● Aufgabenstellung: Schreibe aus dem Lesetext über die Ölbohrungen von Petrobras die Stelle von „Der staatliche Energiekonzern“ bis einschließlich „politische Unterstützung erhalten.“ wortgetreu ab.

··· Lesetext

Der staatliche Energiekonzern Petrobras stößt mit seinem wichtigsten Explorationsprojekt, das den vielversprechendsten Teil der brasilianischen Nordküste für Ölbohrungen öffnen würde, auf wachsenden Widerstand bei indigenen Gruppen und Regierungsbehörden.

Die Umweltbehörde Ibama verweigerte Petrobras im vergangenen Jahr eine Lizenz für Erkundungsbohrungen vor der Küste im Gebiet Foz do Amazonas und begründete dies mit möglichen Auswirkungen auf indigene Gruppen und das sensible Küstenbiom. Aber ein Appell von Petrobras an die Ibama, ihre Entscheidung zu revidieren, hat starke politische Unterstützung erhalten.

Präsident Luiz Inacio Lula da Silva sagte im September, dass Brasilien angesichts des nationalen Interesses in der Lage sein sollte, die potenziellen Ressourcen der Region zu erforschen. Energieminister Alexandre Silveira sagte letzte Woche vor Journalisten, dass Brasilien ein Recht darauf habe, das Potenzial der Offshore-Felder zu kennen.

······
··· Bereitgestellte Daten

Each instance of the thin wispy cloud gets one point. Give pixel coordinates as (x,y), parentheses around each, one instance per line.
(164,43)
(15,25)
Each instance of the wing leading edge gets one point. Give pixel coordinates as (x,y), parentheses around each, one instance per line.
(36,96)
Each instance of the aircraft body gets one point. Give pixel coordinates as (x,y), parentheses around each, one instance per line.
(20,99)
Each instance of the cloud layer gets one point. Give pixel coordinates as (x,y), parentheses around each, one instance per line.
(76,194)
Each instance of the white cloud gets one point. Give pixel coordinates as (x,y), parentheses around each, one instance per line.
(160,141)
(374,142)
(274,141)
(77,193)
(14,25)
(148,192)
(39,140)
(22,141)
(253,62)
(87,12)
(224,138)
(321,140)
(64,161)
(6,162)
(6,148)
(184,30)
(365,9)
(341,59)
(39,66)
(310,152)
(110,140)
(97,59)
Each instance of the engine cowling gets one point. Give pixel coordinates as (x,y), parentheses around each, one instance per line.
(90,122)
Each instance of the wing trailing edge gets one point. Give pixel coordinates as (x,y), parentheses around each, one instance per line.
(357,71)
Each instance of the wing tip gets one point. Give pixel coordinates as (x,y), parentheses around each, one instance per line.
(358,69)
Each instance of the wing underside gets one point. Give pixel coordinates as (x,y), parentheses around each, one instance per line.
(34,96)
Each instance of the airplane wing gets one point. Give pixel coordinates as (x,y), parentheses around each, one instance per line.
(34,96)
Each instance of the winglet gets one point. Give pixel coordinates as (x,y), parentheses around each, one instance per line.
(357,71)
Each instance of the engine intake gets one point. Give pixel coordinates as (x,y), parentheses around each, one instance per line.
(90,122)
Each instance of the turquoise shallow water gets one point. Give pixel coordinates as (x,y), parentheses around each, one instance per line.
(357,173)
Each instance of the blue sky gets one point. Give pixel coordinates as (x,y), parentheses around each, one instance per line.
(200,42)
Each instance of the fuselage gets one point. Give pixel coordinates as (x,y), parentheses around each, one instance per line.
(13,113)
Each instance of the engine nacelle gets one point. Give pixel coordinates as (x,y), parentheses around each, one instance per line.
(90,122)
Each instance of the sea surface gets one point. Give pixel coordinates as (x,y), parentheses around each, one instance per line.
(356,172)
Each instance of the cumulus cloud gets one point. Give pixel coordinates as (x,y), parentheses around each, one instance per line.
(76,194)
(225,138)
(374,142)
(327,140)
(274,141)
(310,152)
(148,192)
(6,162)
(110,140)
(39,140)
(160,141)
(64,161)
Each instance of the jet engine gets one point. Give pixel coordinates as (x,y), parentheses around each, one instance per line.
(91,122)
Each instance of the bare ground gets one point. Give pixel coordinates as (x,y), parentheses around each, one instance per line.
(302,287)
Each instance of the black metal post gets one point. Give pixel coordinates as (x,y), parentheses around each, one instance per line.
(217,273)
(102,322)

······

● Schriftliche Antwort:
Der staatliche Energiekonzern Petrobras stößt mit seinem wichtigsten Explorationsprojekt, das den vielversprechendsten Teil der brasilianischen Nordküste für Ölbohrungen öffnen würde, auf wachsenden Widerstand bei indigenen Gruppen und Regierungsbehörden.

Die Umweltbehörde Ibama verweigerte Petrobras im vergangenen Jahr eine Lizenz für Erkundungsbohrungen vor der Küste im Gebiet Foz do Amazonas und begründete dies mit möglichen Auswirkungen auf indigene Gruppen und das sensible Küstenbiom. Aber ein Appell von Petrobras an die Ibama, ihre Entscheidung zu revidieren, hat starke politische Unterstützung erhalten.